SOURCE PASSAGE:
Slashdot Mirror


User: Van+Halen

Van+Halen's activity in the archive.

Stories
0
Comments
298
First seen
Last seen
Profile
(view on slashdot.org)

Comments · 298

  1. Sounds like VMware for PPC on Run Mac OS X Under Linux · · Score: 3, Insightful
    And it even says so in the FAQ, except that the author hasn't ever used VMware, so he can't be 100% sure. The first couple of screenshots look particularly similar to any PC running multiple instances of VMware...

    As for the questions asking why, I suppose it's the same reason you might want to run VMware on an Intel machine: develop/test for multiple platforms without rebooting; or get capabilities only available in one or the other without a reboot. What would be much more interesting to me is MOL (or equivalent) for OS X. Just like running Linux or FreeBSD under VMware for Windows, it would allow me to run LinuxPPC or maybe even NetBSD under OS X (Classic already takes care of OS 9, and probably better than this program could). And unlike the VMware on Windows case, my host operating system would be enjoyable to use. ;-)

ITEMS:
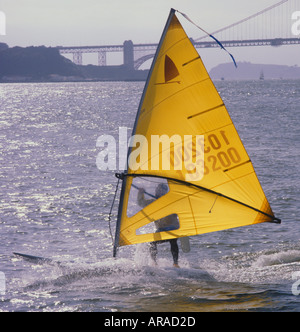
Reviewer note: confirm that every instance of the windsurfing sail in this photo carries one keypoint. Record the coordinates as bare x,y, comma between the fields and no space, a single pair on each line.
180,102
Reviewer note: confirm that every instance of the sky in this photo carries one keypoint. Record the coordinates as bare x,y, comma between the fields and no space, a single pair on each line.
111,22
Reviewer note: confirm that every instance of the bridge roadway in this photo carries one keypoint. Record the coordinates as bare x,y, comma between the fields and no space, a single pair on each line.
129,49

--

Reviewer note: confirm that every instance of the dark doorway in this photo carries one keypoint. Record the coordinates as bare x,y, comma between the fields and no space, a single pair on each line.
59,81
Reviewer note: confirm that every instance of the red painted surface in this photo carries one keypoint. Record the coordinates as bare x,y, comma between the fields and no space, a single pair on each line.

AIM:
List every operating system named in the paragraph of the Slashdot comment page above that begins "As for the questions asking why," in the order each first appears.

RESPONSE TO THE TASK:
OS X, Linux, FreeBSD, Windows, LinuxPPC, NetBSD, OS 9